Stan Lee o el Creador
El autor recuerda al autor de cómics estadounidense fallecido este lunes y valora su capacidad para alumbrar unos personajes inmortales.
Frankenstein es una mala novela. El clásico de Mary Shelley tiene un ritmo excesivamente lento, alberga pasajes vacíos y, por mucha posmodernidad y metaliteratura que llevemos a cuestas, no hay por dónde coger su extrañísima estructura. En realidad, es una obra muy de su época, cercano aún el modelo de novela epistolar popularizado por Richardson y también ese romanticismo que llenaba capítulos enteros con jóvenes que sollozan mientras vagan por parajes naturales.
Si hoy en día seguimos hablando de Frankenstein es porque entre los pliegues de esa trama había una creación tan sugerente, un personaje tan atractivo, como para cobrar vida pese a todo lo demás. Shelley creó un personaje que resumía varios traumas de la modernidad y que, debido a ello, ascendía a la categoría de mito, prestándose a ser apropiado y reescrito por otros. La novelista inglesa tuvo, en fin, el mismo don que el doctor que protagoniza su historia: el de la creación. Como Marlowe con el Doctor Fausto o Tirso con Don Juan, Shelley fue capaz de crear un personaje que se levantara de sus páginas y echara a andar por nuestras imaginaciones.
Yo no sabía nada de esto la primera vez que leí un cómic de Stan Lee. Sería a finales de los noventa -aún pagábamos en pesetas- y yo llevaba ya algún tiempo enganchado a los cómics de la Marvel. El primer fin de semana de cada mes iba al Arte 9 más cercano y gastaba íntegramente mi paga en las nuevas aventuras de Spiderman, de los Vengadores, de Daredevil y de los X-Men. Si sobraba algo, me llevaba también alguno de los cómics antiguos que tenían en la tienda. Así terminé adquiriendo un número especial protagonizado por Spiderman y Daredevil, aunque ese no era su principal reclamo: la portada indicaba entusiásticamente que aquel número contaba con un guion de Stan Lee e ilustraciones del también legendario John Romita Sr.

---

OBJETIVO INDICADO 1> Organice en un CSV de dos columnas, «consigna» y «respuesta», las filas que van desde la que contiene "Objective — one point per instance of the water" hasta el final de las filas, ambos extremos incluidos. Cada consigna debe ocupar una línea junto con su respuesta, y cada campo debe ir entre comillas, con los saltos de línea sustituidos por espacios.
El artículo y las filas proceden de fuentes distintas.

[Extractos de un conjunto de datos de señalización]

---

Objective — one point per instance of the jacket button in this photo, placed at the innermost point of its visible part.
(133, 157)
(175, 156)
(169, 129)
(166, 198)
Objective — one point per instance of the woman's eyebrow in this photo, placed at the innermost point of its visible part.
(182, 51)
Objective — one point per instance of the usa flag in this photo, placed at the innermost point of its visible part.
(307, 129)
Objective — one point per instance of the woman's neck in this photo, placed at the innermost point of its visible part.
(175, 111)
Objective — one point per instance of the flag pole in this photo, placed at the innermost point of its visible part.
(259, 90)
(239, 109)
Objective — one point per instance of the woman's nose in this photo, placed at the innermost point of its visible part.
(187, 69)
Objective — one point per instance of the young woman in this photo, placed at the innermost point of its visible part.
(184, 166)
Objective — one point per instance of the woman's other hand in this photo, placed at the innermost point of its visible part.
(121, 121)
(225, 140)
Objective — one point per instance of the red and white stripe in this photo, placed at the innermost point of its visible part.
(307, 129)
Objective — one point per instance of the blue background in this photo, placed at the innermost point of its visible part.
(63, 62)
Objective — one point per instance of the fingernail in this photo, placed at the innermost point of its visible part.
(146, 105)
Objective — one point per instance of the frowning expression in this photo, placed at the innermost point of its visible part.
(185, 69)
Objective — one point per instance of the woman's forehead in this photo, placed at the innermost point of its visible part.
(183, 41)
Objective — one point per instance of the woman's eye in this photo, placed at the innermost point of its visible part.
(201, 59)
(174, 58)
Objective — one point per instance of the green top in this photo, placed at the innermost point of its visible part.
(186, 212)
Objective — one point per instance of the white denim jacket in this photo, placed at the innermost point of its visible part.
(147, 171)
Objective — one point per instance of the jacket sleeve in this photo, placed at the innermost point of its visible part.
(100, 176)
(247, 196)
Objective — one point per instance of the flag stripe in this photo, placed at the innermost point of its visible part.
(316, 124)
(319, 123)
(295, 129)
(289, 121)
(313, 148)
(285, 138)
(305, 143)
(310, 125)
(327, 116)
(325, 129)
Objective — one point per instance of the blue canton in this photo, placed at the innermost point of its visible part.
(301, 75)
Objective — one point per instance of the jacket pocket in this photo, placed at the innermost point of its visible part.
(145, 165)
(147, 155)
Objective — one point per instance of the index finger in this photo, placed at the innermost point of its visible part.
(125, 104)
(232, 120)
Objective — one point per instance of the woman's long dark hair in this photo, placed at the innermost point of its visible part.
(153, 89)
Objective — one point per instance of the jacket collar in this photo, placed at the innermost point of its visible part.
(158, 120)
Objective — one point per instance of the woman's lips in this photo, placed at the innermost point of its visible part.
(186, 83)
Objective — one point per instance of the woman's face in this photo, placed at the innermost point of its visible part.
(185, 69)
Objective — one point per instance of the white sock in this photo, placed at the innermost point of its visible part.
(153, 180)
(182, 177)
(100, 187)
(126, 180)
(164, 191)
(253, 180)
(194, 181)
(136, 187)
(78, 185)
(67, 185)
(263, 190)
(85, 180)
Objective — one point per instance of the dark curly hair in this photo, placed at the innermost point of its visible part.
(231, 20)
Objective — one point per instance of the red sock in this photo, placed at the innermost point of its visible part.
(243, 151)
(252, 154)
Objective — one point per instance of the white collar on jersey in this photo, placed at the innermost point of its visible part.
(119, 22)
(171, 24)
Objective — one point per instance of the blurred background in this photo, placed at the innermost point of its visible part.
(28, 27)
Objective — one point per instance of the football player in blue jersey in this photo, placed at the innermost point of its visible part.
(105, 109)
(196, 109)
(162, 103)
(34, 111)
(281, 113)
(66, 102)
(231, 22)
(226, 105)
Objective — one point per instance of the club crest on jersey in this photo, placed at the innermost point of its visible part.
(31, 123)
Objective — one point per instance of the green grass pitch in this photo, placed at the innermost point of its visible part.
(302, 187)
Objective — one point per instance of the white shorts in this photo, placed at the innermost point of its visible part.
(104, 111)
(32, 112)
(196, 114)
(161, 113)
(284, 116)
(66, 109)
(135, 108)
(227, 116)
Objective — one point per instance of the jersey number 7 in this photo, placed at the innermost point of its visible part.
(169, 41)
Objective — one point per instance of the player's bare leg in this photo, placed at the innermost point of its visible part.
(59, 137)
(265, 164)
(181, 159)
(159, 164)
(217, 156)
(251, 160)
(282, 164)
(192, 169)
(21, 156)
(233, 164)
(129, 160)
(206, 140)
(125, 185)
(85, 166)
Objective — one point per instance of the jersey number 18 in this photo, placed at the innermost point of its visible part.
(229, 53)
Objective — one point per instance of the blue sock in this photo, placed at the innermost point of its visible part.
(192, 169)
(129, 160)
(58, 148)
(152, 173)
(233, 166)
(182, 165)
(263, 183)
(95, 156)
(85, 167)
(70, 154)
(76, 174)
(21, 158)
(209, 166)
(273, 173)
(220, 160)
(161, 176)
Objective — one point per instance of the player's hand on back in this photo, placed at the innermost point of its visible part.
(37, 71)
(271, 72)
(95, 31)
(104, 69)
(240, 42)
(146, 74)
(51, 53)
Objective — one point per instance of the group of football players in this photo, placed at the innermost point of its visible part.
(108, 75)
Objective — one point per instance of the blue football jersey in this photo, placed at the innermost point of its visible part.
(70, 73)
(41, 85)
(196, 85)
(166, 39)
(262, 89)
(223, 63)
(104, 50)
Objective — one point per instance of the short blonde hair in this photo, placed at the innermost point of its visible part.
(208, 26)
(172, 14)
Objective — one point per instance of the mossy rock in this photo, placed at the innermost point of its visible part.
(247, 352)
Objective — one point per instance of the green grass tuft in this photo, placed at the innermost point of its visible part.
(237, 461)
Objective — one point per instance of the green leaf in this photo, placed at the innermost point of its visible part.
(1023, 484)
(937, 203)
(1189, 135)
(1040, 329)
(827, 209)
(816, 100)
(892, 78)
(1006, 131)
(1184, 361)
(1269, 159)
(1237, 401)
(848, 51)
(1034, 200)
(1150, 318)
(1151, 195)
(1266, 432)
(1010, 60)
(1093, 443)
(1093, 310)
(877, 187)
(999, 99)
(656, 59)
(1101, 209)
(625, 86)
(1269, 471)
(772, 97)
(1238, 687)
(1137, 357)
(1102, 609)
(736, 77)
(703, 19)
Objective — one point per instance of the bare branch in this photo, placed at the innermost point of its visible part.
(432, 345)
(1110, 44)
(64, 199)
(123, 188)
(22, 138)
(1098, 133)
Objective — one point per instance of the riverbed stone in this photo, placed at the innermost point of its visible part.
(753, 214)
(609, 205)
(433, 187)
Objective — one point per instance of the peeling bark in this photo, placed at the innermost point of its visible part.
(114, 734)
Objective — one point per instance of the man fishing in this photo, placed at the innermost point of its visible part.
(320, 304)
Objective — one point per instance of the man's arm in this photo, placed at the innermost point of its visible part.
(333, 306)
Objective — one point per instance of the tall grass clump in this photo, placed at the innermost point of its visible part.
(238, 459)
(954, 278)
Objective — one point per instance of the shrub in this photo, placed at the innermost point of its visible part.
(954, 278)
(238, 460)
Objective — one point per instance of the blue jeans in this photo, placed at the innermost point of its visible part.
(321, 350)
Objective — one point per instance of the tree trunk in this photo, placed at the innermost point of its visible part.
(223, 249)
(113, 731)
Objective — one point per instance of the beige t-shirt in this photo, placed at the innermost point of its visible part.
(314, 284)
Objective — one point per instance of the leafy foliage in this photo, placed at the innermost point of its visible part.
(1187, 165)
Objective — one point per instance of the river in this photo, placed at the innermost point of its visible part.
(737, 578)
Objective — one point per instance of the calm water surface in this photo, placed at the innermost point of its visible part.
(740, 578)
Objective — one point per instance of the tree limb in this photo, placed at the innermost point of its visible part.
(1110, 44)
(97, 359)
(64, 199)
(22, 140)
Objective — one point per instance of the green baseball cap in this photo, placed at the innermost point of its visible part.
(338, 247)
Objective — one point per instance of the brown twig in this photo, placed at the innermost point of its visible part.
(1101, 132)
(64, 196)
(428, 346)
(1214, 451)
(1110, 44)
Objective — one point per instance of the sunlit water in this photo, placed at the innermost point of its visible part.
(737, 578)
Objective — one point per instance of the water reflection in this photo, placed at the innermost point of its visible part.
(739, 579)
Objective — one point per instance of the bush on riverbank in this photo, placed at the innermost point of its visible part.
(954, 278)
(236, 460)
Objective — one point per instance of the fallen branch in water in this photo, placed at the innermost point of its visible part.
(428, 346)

---

OBJETIVO INDICADO 2> Transcriba el pasaje del artículo desde "Frankenstein es una" hasta "por parajes naturales.", sustituyendo "ritmo" por "tempo".

RESPUESTA REDACTADA 1>
consigna,respuesta
"Objective — one point per instance of the water reflection in this photo, placed at the innermost point of its visible part.","(739, 579)"
"Objective — one point per instance of the bush on riverbank in this photo, placed at the innermost point of its visible part.","(954, 278) (236, 460)"
"Objective — one point per instance of the fallen branch in water in this photo, placed at the innermost point of its visible part.","(428, 346)"

RESPUESTA REDACTADA 2>
Frankenstein es una mala novela. El clásico de Mary Shelley tiene un tempo excesivamente lento, alberga pasajes vacíos y, por mucha posmodernidad y metaliteratura que llevemos a cuestas, no hay por dónde coger su extrañísima estructura. En realidad, es una obra muy de su época, cercano aún el modelo de novela epistolar popularizado por Richardson y también ese romanticismo que llenaba capítulos enteros con jóvenes que sollozan mientras vagan por parajes naturales.